**SUPPLIED TEXT:**
• • • • • • •
Companies say privacy is 5G’s biggest concern. This is what that means to you

by admin-kervin
Companies say privacy is 5G's biggest concern. This is what that means to you

In late February, Accenture released the results of a survey it conducted with business leaders about the upcoming 5G launch. Technology decision makers are optimistic about the opportunities this technology offers, but they have some important concerns.

The Accenture survey included “more than 2,600 business and technology decision makers in 12 industry sectors in Europe, North America and Asia-Pacific.”

The results are not surprising, but they are helpful in characterizing one of the biggest challenges facing the broader adoption of 5G technology in a variety of industries. To that end, 68% believe 5G will help make their businesses more secure, but at the same time, 69% believe that the biggest concern is user privacy.

In part, this is likely due to the fact that three-quarters of business leaders say they believe that deploying more 5G devices increases the risk of data breaches. It’s simple math: the more devices you connect to a network, the more potential points of vulnerability you’ll create.

Amol Phadke, Global Managing Director of Accenture Network Services, breaks it down like this:


The 5G ecosystem will be larger and more complex than previous generations of networks. It will include multiple product providers, multiple service providers, and multiple means of accessing networks and devices. In this new and more complex ecosystem, protecting user profiles, for both human and machine users, will require a more granular access control policy.
• • • • • • •
**SOURCE INFORMATION:**
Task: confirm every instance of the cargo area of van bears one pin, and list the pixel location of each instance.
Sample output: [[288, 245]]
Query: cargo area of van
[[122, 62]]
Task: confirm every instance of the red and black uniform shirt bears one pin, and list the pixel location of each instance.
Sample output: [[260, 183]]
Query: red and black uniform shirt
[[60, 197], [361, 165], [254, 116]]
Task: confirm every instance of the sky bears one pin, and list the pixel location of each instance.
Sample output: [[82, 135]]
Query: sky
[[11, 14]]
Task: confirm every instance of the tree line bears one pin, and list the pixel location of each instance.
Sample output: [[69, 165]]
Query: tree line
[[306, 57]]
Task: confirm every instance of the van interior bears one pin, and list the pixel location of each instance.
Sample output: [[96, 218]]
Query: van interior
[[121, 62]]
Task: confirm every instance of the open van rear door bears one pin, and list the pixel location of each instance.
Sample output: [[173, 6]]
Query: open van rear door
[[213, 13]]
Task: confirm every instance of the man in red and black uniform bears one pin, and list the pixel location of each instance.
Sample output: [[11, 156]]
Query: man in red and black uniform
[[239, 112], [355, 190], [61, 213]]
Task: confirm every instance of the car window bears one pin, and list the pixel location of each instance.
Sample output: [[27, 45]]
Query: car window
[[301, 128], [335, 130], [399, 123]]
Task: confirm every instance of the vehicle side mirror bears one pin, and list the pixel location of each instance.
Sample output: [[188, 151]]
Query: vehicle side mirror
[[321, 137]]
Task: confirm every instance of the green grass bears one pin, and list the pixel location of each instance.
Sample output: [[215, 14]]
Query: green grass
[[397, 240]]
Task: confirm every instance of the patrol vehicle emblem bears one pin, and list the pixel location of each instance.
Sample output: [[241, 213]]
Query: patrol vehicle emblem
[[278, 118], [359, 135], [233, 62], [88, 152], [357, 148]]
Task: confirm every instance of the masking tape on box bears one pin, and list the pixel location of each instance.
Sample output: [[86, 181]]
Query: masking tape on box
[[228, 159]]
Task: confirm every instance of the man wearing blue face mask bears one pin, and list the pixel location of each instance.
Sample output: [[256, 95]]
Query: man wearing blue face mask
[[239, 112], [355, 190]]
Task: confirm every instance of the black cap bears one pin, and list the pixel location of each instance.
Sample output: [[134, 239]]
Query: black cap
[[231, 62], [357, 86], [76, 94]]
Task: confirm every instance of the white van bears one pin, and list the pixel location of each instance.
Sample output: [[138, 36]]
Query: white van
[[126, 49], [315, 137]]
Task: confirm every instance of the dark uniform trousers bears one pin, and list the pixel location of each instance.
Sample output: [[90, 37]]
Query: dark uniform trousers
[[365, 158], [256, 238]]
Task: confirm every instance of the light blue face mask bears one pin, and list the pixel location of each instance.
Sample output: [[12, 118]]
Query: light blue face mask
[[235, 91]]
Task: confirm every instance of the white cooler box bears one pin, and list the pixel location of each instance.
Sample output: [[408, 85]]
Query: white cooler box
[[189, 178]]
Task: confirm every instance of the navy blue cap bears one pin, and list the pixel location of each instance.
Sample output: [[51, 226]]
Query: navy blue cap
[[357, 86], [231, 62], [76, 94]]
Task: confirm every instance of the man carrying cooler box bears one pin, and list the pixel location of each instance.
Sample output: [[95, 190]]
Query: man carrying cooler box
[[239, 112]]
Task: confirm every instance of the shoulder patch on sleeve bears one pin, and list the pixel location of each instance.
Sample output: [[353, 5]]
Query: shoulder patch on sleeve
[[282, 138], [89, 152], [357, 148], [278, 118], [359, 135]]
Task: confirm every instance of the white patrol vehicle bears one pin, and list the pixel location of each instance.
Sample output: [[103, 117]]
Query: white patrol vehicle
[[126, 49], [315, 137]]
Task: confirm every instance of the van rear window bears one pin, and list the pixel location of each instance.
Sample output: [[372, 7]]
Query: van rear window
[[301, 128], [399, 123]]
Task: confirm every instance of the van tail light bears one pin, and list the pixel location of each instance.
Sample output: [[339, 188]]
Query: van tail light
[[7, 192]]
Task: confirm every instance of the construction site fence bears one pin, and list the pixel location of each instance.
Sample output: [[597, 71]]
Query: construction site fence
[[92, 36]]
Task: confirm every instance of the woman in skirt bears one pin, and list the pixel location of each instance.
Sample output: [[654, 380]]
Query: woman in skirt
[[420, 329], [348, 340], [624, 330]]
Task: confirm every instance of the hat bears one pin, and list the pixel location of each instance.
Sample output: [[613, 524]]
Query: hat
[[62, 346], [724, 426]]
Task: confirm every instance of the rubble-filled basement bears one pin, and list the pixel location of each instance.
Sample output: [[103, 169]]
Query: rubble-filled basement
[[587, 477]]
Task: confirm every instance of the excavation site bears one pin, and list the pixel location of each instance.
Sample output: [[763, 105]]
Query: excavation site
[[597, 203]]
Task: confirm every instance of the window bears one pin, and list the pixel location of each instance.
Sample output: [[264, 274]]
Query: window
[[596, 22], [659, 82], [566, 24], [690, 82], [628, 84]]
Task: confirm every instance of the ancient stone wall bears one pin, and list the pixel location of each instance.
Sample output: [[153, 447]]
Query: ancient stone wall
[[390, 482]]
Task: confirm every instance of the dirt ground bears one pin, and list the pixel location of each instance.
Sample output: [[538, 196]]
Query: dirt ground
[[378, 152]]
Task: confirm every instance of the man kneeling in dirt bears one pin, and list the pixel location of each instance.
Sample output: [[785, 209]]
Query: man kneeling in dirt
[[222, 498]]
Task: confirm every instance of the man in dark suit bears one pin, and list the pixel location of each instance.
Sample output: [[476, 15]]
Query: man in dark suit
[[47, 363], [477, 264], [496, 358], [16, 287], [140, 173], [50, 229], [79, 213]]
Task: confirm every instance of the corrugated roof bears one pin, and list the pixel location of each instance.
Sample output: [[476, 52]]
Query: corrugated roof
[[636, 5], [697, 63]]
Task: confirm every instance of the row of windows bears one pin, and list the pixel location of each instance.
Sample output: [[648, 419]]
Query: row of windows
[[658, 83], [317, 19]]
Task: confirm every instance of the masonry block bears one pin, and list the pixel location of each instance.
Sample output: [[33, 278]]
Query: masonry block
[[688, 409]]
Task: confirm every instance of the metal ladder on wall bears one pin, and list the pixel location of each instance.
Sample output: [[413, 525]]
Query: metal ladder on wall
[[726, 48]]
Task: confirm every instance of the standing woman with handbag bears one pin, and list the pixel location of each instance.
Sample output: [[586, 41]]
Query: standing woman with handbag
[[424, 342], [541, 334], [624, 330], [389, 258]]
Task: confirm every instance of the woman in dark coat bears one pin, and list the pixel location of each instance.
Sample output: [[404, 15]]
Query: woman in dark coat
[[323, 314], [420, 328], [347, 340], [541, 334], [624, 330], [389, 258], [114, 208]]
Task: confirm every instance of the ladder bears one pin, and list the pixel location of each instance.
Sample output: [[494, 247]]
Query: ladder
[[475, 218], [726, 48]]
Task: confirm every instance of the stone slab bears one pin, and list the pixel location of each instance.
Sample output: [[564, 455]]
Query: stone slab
• • • • • • •
Continue the article on 5G and privacy from its last sentence. The listing comes from a different source than the article on 5G and privacy.

Analysts anticipate nearly 200 million 5G smartphones will be sold in 2020. Still, these numbers don’t even include the millions of smart home components, manufacturing systems, supply chain tools, and medical devices that will benefit of the widespread availability of 5G networks.

Phadke notes that the new ways that companies will use 5G technology to connect and streamline their communications and processes means they will also have to think differently to keep those systems secure. “Preventing user identity theft, privacy violations, and new types of fraud scenarios will require designing a secure approach to managing user identity and defining a new trust model that considers all parties involved,” Phadke says.

The bottom line, and the lesson for all businesses, is that the 5G network requires a balanced approach that considers benefits, costs, and risks. Smart companies are the ones that will create strategies that will allow them to take advantage of those benefits and minimize the risks.